> [WHAT IS EXPECTED]: Reproduce the records below exactly, with nothing altered.

> [DATA RECORDS]:

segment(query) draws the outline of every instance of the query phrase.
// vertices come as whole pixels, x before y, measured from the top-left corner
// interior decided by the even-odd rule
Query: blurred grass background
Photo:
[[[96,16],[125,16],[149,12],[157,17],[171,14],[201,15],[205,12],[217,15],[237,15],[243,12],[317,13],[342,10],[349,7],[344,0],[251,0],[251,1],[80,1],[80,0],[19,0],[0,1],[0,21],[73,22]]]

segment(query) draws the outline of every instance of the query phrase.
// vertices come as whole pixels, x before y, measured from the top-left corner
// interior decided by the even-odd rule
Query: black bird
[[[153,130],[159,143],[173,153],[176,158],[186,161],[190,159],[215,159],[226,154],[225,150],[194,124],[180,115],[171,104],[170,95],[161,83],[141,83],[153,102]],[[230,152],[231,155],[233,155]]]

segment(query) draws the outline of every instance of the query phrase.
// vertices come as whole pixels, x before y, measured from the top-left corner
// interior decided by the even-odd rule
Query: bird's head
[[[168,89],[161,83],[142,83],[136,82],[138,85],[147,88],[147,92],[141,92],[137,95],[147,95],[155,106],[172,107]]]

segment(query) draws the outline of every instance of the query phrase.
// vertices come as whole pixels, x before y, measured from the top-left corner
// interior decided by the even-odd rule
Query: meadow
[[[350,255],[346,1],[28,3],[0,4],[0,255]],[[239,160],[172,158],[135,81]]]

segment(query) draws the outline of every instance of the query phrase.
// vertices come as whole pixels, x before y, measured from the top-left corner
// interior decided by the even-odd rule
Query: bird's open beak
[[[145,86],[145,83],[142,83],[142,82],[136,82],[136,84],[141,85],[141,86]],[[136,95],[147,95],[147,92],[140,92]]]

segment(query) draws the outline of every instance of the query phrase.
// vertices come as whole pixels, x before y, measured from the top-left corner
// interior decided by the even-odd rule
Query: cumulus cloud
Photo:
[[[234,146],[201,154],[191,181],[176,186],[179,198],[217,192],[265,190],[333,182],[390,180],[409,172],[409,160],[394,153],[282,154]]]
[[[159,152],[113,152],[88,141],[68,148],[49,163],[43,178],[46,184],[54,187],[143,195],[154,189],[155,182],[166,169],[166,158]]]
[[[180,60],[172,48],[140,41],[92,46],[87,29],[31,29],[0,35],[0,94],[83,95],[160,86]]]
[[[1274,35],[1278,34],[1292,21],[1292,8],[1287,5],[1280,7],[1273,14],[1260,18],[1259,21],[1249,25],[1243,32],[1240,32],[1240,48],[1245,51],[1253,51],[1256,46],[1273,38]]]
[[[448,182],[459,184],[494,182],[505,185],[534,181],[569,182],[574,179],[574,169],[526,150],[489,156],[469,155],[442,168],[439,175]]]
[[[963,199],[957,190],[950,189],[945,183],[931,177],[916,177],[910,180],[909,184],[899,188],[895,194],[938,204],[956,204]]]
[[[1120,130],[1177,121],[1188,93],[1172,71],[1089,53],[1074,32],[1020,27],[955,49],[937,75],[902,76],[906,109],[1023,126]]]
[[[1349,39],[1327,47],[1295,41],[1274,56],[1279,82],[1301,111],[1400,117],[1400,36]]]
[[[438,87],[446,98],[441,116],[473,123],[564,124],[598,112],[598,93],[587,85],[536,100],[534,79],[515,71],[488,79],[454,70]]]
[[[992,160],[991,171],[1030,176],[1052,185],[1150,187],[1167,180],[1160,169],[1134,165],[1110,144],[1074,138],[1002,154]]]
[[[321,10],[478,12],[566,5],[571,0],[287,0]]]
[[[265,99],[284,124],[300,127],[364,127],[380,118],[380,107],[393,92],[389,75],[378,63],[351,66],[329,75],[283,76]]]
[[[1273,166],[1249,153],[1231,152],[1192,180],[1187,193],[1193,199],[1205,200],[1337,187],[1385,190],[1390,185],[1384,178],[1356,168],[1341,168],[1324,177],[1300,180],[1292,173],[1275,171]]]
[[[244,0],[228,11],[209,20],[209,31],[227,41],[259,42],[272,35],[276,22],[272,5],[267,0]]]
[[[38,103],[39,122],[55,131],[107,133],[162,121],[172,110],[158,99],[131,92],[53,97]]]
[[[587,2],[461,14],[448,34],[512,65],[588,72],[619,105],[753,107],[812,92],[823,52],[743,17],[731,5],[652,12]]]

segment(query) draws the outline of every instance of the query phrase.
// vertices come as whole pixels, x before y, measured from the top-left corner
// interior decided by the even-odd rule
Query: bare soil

> [FINISHED EXERCISE]:
segment(query) draws the outline of every instance of the query phrase.
// vertices come as whole pixels, x before y, measured from the top-left corner
// interior decided by the even-odd rule
Query: blurred grass background
Photo:
[[[96,16],[125,16],[149,12],[157,17],[171,14],[201,15],[205,12],[217,15],[237,15],[243,12],[317,13],[342,10],[349,7],[344,0],[251,0],[251,1],[80,1],[80,0],[19,0],[0,1],[0,21],[73,22]]]

segment(query) draws the outline of every instance of the query phrase.
// vertices come as whole pixels, x before y, measured from the top-left corner
// interior decided by the even-odd rule
Query: black bird
[[[153,130],[159,143],[173,153],[176,158],[186,161],[190,159],[215,159],[226,154],[225,150],[194,124],[180,115],[171,104],[170,95],[161,83],[141,83],[153,102]],[[230,152],[231,155],[233,155]]]

segment(query) draws the outline of every instance of the query phrase.
// vertices come as whole pixels, x before y, measured from the top-left corner
// interior decided by the even-odd rule
Query: bird's head
[[[168,89],[161,83],[142,83],[136,82],[138,85],[147,88],[147,92],[141,92],[137,95],[147,95],[155,106],[172,107]]]

segment(query) draws the outline of every instance of the query phrase.
// vertices come as whole pixels, x before y, measured from the top-left corner
// interior decided by the even-odd rule
Query: meadow
[[[350,255],[346,1],[28,3],[0,4],[0,255]],[[239,160],[172,158],[135,81]]]

segment(query) draws the outline of every instance of the query phrase.
// vertices come as whole pixels, x before y, measured from the top-left corner
// interior decided by the even-odd rule
Query: bird's open beak
[[[145,86],[145,83],[142,83],[142,82],[136,82],[136,84],[141,85],[141,86]],[[136,95],[147,95],[147,92],[140,92]]]

segment(query) draws the outline of every instance of the query phrase.
// vertices come as whole pixels, x before y, measured from the top-left corner
// interior decided by the even-odd rule
Query: cumulus cloud
Photo:
[[[234,146],[201,154],[191,181],[176,186],[179,198],[217,192],[265,190],[333,182],[390,180],[409,172],[409,160],[394,153],[282,154]]]
[[[159,152],[113,152],[88,141],[68,148],[49,163],[43,178],[46,184],[54,187],[143,195],[154,189],[155,182],[166,169],[166,158]]]
[[[180,60],[172,48],[140,41],[92,46],[87,29],[31,29],[0,35],[0,94],[83,95],[160,86]]]
[[[1274,35],[1278,34],[1292,21],[1292,8],[1287,5],[1280,7],[1273,14],[1260,18],[1259,21],[1249,25],[1243,32],[1240,32],[1240,48],[1245,51],[1253,51],[1256,46],[1273,38]]]
[[[448,182],[459,184],[494,182],[505,185],[534,181],[569,182],[574,179],[574,169],[526,150],[489,156],[469,155],[442,168],[439,175]]]
[[[963,199],[957,190],[950,189],[945,183],[931,177],[916,177],[910,180],[909,184],[899,188],[895,194],[938,204],[956,204]]]
[[[1120,130],[1177,121],[1188,93],[1172,71],[1089,53],[1074,32],[1020,27],[955,49],[937,75],[902,76],[906,109],[1023,126]]]
[[[1349,39],[1327,47],[1295,41],[1274,56],[1279,82],[1301,111],[1400,117],[1400,36]]]
[[[438,87],[446,98],[441,116],[473,123],[564,124],[598,112],[598,93],[587,85],[536,100],[534,79],[515,71],[488,79],[454,70]]]
[[[992,160],[991,171],[1030,176],[1052,185],[1150,187],[1167,180],[1160,169],[1134,165],[1110,144],[1074,138],[1002,154]]]
[[[321,10],[478,12],[566,5],[571,0],[287,0]]]
[[[265,99],[284,124],[300,127],[364,127],[380,118],[380,107],[393,92],[389,75],[378,63],[351,66],[329,75],[283,76]]]
[[[1273,166],[1249,153],[1231,152],[1192,180],[1187,193],[1193,199],[1205,200],[1337,187],[1385,190],[1390,185],[1384,178],[1356,168],[1341,168],[1324,177],[1300,180],[1292,173],[1275,171]]]
[[[244,0],[228,11],[209,20],[209,31],[227,41],[259,42],[272,35],[276,22],[272,5],[267,0]]]
[[[38,103],[39,122],[55,131],[107,133],[162,121],[172,110],[158,99],[131,92],[53,97]]]
[[[587,2],[461,14],[448,34],[512,65],[588,72],[619,105],[753,107],[812,92],[823,52],[743,17],[731,5],[652,12]]]

segment(query) draws the outline of every instance of the query phrase.
// vertices come as whole pixels, x before y, measured from the top-left corner
// interior decided by the even-odd rule
Query: bare soil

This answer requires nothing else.